Supplied text —
=======

A sermon preached at St. Mary’s, Iffley by Judith Brown on 28th June 2023
Today we remember Irenaeus, Bishop, theologian and writer. He was born about 130 AD and died about 200 AD. He came from what is now Izmir in Turkey, just across the Aegean Sea from Athens, and eventually became Bishop of Lyons in southern France – Lyons being then a large trading port on the Rhone. It can be difficult to feel in any way attached to such early saints about whom we know so little – unlike the saints of the New Testament, or even those holy souls of our own islands to whom we are particularly endebted in so many ways – Patrick, Columba, Cuthbert, Bede, just to name a few of the earliest. But to the first generations of Christians Irenaeus was very significant. He had listened to Polycarp, Bishop of his home town who was martyred when he, Irenaeus, was a teenager: Polycarp in his turn had known the apostle, John. So Irenaeus was for early Christians a direct and personal link with apostolic times and so with our Lord himself.
For us Irenaeus is perhaps most important for his work as a theologian and writer. His most famous work in Latin was Against Heresies. This was written to refute the teachings of various groups loosely known as Gnostics who claimed that the Christian faith was about a secret knowledge possessed only by an elite few. Irenaeus insisted that salvation was offered to all and that understanding the faith was rooted in the gospel witness and the teaching of the church. His insistence on the witness of scripture is particularly interesting historically as he had clearly had access to all four gospels and most of the letters attributed to Paul – at a time when the New Testament was only just taking its final form.

=======

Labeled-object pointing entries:
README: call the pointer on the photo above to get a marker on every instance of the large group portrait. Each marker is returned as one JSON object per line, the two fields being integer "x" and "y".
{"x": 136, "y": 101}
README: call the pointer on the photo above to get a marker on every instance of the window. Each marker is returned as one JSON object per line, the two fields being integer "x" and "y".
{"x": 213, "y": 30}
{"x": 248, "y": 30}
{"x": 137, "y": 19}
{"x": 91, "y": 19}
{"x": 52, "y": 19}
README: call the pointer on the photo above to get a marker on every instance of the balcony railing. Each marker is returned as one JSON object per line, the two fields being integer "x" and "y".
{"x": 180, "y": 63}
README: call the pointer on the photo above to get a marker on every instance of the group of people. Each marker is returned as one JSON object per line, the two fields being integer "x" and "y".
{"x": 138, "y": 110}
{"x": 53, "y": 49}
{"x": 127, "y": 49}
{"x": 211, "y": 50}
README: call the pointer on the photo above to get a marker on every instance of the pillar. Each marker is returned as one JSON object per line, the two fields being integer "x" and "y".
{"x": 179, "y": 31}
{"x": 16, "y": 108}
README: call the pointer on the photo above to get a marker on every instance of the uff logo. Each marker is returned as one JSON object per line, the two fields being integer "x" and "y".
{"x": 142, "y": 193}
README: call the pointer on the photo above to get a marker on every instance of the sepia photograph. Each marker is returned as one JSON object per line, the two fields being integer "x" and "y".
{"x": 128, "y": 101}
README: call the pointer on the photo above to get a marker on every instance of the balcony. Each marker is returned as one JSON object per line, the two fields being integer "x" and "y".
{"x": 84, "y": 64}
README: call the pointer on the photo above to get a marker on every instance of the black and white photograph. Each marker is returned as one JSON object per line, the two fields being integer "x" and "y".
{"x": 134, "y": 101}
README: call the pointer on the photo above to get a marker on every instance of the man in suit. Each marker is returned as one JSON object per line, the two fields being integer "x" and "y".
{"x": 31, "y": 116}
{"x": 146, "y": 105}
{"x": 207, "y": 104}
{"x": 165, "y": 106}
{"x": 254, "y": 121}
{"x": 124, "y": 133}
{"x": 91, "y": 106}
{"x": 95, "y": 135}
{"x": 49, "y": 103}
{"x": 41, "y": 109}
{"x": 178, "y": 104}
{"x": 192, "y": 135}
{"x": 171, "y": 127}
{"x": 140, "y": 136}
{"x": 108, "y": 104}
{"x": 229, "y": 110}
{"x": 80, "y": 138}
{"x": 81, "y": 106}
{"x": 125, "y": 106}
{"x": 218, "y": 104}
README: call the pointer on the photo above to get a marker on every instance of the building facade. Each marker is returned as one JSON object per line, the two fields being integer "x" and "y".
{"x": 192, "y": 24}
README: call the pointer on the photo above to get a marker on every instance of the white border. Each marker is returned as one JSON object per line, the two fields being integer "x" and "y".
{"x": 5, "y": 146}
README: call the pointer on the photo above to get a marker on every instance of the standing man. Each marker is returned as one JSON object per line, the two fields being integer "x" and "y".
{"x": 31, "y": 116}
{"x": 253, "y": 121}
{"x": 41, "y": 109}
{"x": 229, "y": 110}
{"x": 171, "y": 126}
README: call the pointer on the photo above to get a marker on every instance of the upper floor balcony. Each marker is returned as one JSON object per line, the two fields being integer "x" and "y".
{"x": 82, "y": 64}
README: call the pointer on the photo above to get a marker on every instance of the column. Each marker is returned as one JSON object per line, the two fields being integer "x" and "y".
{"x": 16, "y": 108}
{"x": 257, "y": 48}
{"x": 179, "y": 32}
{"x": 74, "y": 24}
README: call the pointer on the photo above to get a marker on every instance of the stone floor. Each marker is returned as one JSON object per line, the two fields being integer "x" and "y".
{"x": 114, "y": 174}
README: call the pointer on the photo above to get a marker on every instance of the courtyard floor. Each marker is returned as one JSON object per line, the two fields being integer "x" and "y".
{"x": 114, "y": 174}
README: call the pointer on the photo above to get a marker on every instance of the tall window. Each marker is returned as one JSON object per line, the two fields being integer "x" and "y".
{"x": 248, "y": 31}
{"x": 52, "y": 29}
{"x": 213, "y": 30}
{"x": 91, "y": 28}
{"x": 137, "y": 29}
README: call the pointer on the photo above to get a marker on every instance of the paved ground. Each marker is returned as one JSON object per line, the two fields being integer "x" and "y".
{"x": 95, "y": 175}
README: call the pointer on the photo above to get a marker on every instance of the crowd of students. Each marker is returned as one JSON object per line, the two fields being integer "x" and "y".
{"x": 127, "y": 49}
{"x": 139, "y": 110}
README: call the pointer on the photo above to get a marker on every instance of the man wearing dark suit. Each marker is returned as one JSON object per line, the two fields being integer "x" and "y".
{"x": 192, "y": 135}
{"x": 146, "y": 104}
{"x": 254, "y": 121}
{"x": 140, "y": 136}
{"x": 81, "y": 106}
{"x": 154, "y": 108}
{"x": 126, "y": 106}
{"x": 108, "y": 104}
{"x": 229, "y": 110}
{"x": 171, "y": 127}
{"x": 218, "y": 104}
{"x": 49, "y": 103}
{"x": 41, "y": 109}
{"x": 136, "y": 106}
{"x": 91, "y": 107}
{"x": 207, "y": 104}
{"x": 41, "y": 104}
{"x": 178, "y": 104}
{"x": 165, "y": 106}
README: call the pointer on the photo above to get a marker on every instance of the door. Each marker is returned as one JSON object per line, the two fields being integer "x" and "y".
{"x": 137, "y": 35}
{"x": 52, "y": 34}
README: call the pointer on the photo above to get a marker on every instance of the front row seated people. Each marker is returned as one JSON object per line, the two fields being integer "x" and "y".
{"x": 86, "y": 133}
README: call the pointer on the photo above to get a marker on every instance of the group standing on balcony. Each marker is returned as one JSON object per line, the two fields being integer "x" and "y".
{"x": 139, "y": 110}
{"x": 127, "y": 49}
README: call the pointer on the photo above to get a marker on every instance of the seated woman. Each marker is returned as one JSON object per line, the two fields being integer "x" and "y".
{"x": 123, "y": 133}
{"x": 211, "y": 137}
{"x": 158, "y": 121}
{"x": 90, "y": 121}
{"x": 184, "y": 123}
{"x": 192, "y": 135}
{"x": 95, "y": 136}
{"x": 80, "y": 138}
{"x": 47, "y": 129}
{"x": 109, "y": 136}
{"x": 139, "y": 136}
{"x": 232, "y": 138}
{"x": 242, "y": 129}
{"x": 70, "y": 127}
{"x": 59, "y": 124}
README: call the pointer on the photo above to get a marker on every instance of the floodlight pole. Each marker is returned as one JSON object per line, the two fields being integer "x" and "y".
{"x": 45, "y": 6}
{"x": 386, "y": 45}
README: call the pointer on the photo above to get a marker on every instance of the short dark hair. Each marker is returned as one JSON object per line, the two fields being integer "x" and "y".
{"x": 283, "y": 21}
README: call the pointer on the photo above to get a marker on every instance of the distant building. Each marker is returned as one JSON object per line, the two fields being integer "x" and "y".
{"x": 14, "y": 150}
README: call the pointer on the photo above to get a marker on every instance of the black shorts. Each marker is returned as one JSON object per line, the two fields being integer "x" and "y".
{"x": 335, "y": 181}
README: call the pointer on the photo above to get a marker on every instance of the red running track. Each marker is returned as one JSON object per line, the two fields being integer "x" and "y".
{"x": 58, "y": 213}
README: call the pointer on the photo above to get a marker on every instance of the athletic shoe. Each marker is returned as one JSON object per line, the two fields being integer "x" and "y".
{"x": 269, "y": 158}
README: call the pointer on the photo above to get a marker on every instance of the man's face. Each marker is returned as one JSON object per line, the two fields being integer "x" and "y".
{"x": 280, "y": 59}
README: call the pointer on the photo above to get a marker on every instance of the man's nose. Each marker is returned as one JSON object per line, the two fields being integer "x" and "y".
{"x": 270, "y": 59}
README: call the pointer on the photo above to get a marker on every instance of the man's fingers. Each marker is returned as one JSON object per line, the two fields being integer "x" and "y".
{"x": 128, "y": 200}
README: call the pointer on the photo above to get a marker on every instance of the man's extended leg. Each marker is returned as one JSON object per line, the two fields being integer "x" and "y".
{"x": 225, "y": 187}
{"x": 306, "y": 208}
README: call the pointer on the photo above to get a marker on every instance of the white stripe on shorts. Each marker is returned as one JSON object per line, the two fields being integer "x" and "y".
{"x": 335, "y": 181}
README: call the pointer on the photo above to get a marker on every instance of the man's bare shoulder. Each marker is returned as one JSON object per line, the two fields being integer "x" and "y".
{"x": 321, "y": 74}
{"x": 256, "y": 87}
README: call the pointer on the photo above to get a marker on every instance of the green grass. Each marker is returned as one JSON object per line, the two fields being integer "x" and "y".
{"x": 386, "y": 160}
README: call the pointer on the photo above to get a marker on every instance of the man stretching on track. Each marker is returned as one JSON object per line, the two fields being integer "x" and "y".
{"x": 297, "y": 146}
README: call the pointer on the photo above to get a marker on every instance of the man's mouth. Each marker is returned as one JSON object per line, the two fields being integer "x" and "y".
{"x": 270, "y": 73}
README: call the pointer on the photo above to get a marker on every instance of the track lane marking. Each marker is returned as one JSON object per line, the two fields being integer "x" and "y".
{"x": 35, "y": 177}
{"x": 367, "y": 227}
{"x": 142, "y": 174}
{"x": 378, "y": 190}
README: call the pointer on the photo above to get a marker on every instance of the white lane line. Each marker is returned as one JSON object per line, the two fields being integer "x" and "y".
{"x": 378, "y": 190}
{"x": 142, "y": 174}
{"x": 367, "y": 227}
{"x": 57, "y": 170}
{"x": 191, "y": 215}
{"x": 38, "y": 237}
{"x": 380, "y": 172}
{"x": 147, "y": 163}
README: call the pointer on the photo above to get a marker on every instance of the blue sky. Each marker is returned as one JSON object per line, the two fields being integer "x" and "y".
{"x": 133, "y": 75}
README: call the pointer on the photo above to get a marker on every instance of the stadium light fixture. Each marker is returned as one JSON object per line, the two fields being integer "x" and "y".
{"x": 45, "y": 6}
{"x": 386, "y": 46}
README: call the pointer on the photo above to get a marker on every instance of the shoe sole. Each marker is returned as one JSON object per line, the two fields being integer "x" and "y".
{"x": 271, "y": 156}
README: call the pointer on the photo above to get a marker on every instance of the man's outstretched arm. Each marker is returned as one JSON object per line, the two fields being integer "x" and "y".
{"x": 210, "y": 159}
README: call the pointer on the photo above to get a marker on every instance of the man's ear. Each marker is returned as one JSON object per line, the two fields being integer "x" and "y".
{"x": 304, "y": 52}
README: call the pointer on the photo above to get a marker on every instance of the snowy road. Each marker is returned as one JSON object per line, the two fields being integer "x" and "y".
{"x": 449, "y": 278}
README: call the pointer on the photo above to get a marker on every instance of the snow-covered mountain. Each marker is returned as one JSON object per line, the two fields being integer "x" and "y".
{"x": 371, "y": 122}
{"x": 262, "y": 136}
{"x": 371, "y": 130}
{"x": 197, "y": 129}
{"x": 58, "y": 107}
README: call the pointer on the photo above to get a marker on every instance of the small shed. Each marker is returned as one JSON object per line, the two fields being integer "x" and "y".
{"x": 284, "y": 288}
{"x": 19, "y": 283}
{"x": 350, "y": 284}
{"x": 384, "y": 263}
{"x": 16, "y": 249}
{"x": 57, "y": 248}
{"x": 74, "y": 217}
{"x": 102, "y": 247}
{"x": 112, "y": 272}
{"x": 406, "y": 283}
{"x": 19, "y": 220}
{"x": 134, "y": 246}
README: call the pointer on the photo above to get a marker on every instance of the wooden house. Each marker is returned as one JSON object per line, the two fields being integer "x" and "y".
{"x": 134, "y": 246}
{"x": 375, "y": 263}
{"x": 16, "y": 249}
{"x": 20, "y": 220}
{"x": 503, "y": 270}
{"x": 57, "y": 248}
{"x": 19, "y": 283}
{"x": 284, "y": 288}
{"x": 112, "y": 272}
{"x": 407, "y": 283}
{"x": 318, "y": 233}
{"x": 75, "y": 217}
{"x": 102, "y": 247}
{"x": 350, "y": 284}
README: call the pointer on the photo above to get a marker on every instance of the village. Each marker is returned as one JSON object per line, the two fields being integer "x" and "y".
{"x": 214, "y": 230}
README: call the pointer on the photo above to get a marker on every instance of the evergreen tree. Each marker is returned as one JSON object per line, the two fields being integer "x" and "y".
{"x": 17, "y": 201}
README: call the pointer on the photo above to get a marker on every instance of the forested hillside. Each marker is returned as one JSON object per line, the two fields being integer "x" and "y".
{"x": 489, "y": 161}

=======

Requests —
1) According to the sermon, what city did Irenaeus eventually become bishop of?
2) Reproduce the sermon's wording from "For us Irenaeus" to "its final form.".

Expected responses —
1) Lyons, in southern France.

2)
For us Irenaeus is perhaps most important for his work as a theologian and writer. His most famous work in Latin was Against Heresies. This was written to refute the teachings of various groups loosely known as Gnostics who claimed that the Christian faith was about a secret knowledge possessed only by an elite few. Irenaeus insisted that salvation was offered to all and that understanding the faith was rooted in the gospel witness and the teaching of the church. His insistence on the witness of scripture is particularly interesting historically as he had clearly had access to all four gospels and most of the letters attributed to Paul – at a time when the New Testament was only just taking its final form.